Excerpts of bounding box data
====

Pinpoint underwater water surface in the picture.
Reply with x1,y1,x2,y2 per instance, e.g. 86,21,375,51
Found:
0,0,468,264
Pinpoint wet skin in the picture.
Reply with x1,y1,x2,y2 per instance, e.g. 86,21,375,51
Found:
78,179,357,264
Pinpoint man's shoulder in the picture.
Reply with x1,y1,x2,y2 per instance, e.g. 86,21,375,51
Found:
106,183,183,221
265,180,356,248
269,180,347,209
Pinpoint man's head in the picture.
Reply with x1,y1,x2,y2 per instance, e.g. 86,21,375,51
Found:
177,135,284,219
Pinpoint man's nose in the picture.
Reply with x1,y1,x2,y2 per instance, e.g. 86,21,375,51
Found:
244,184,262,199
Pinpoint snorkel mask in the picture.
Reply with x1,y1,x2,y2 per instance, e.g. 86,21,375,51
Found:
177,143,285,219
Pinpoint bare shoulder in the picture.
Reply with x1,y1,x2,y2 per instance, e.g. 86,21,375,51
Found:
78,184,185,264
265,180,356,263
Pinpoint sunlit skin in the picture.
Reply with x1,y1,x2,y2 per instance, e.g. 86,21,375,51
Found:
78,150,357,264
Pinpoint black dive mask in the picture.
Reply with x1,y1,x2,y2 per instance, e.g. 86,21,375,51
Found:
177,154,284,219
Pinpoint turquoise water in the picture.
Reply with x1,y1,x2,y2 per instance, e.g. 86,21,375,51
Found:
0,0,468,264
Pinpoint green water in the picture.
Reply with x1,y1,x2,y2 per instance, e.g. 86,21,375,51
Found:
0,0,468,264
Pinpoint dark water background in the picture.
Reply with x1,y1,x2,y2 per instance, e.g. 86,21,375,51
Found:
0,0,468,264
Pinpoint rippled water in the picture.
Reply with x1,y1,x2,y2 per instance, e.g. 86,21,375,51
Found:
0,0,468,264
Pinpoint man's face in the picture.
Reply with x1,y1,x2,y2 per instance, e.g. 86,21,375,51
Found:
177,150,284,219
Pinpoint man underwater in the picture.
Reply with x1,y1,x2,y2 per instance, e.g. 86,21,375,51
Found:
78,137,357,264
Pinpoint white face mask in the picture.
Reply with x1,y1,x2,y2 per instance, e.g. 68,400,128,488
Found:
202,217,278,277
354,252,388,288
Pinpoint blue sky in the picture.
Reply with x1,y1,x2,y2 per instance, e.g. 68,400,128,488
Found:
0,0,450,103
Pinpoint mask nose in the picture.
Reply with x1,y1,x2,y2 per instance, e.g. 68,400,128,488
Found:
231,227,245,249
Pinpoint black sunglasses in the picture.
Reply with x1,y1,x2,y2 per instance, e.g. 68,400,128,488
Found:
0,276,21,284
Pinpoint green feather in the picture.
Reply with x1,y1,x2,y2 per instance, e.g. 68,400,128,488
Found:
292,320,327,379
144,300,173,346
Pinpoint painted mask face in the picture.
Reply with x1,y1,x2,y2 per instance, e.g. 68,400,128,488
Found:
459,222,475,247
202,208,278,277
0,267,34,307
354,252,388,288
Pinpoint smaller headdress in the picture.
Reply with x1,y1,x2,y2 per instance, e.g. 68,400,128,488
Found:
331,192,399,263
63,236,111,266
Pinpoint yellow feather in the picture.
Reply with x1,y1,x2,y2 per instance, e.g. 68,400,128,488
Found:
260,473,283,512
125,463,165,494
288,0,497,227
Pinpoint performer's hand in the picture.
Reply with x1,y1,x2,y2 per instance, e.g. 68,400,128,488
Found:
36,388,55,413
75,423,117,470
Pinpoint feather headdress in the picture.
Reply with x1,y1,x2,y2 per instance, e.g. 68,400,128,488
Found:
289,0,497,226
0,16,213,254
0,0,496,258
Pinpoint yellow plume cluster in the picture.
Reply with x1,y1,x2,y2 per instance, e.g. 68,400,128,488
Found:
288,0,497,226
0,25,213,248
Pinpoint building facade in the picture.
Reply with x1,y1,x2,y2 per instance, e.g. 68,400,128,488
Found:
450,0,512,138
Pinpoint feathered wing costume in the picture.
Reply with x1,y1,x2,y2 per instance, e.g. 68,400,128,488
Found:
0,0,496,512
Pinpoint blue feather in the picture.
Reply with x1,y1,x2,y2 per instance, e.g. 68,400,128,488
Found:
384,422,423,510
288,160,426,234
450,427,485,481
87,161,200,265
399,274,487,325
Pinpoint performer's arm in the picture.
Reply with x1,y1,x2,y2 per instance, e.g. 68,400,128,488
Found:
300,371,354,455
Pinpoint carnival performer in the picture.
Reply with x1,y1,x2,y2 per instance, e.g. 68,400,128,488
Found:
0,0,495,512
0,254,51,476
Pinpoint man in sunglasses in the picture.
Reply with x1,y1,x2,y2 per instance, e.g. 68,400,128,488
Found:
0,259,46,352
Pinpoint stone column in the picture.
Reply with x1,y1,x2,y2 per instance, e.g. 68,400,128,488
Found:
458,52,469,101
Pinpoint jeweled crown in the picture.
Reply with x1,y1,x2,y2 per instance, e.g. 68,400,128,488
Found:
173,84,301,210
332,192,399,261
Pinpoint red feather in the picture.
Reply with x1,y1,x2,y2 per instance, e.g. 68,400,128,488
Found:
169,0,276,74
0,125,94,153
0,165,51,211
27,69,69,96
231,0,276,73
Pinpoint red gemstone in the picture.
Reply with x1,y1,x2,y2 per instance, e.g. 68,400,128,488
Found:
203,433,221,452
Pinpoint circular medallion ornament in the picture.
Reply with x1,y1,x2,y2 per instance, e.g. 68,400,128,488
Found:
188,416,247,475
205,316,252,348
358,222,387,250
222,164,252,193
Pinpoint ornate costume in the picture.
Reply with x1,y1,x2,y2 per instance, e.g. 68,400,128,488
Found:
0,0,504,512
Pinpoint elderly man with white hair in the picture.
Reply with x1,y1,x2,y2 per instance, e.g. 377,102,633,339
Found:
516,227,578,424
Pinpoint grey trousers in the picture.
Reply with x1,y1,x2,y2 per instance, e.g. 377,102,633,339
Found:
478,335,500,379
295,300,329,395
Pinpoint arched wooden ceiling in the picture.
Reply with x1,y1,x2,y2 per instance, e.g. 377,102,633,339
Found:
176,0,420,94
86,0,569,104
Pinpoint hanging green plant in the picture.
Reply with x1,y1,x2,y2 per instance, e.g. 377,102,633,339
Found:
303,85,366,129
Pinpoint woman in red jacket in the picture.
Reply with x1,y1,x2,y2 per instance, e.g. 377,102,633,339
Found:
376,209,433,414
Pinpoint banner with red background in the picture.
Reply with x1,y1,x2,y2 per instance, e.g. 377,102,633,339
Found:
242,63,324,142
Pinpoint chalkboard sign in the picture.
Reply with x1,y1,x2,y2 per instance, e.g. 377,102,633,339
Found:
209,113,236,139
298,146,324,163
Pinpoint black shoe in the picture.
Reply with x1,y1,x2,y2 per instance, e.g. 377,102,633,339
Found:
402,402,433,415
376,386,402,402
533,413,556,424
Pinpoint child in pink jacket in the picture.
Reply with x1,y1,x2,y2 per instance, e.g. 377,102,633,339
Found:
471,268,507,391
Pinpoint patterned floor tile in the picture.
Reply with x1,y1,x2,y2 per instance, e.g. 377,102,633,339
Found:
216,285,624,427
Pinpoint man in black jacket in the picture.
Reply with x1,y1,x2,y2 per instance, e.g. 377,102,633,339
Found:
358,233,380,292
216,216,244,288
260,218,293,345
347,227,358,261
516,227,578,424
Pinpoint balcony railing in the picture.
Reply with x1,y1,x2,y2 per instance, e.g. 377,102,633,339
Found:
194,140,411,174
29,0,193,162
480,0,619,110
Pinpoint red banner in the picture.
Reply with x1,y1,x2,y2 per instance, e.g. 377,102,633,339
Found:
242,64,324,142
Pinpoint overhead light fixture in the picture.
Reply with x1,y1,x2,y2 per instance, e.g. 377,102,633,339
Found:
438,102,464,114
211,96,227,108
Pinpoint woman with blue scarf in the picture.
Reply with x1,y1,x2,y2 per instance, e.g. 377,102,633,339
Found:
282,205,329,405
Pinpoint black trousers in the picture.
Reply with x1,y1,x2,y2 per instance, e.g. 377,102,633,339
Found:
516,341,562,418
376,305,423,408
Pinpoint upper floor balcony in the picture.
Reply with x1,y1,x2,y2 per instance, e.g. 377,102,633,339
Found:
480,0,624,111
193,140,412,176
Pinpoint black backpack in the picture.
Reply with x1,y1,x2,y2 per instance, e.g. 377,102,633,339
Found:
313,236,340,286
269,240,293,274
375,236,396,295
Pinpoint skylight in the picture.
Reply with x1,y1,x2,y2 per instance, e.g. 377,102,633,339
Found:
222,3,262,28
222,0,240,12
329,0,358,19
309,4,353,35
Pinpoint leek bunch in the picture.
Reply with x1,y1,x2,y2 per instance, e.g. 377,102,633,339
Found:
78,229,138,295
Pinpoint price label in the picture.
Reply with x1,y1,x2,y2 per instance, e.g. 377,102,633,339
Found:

====

● Short exercise
Rewrite the entries from the line with "Pinpoint blue sky in the picture." to the line with "450,0,512,138", swapping "feather" for "plume" and leaving everything else unchanged.

● Response below
Pinpoint blue sky in the picture.
Reply with x1,y1,x2,y2 per instance, e.g. 68,400,128,488
Found:
0,0,450,103
Pinpoint mask nose in the picture.
Reply with x1,y1,x2,y2 per instance, e.g. 68,400,128,488
Found:
231,227,245,249
Pinpoint black sunglasses in the picture.
Reply with x1,y1,x2,y2 per instance, e.g. 68,400,128,488
Found:
0,276,21,284
Pinpoint green plume in the picture.
Reply with x1,y1,x2,y2 per instance, e.g. 68,400,128,488
Found:
292,320,327,379
144,300,173,346
Pinpoint painted mask face in the picture.
Reply with x1,y1,x2,y2 per instance, e.g. 68,400,128,488
Found:
459,222,475,247
202,208,278,277
0,267,34,307
354,252,388,288
Pinpoint smaller headdress in the picture.
Reply with x1,y1,x2,y2 per instance, e.g. 68,400,128,488
Found:
331,192,399,263
63,236,111,266
Pinpoint yellow plume in the picture.
Reply with x1,y1,x2,y2 per instance, e.g. 68,400,128,488
Found:
260,473,283,512
125,463,165,494
288,0,497,227
Pinpoint performer's hand in the picture.
Reply with x1,y1,x2,y2 per instance, e.g. 68,400,128,488
Found:
36,388,55,413
75,423,117,470
Pinpoint plume headdress in the picture.
Reply with x1,y1,x2,y2 per instance, e.g. 68,400,128,488
Found:
289,0,497,226
0,16,213,254
0,0,496,258
Pinpoint yellow plume cluster in the picture.
Reply with x1,y1,x2,y2 per instance, e.g. 68,400,128,488
Found:
288,0,497,226
0,25,213,248
Pinpoint building facade in the picture.
Reply with x1,y1,x2,y2 per instance, e.g. 68,400,128,488
Found:
450,0,512,138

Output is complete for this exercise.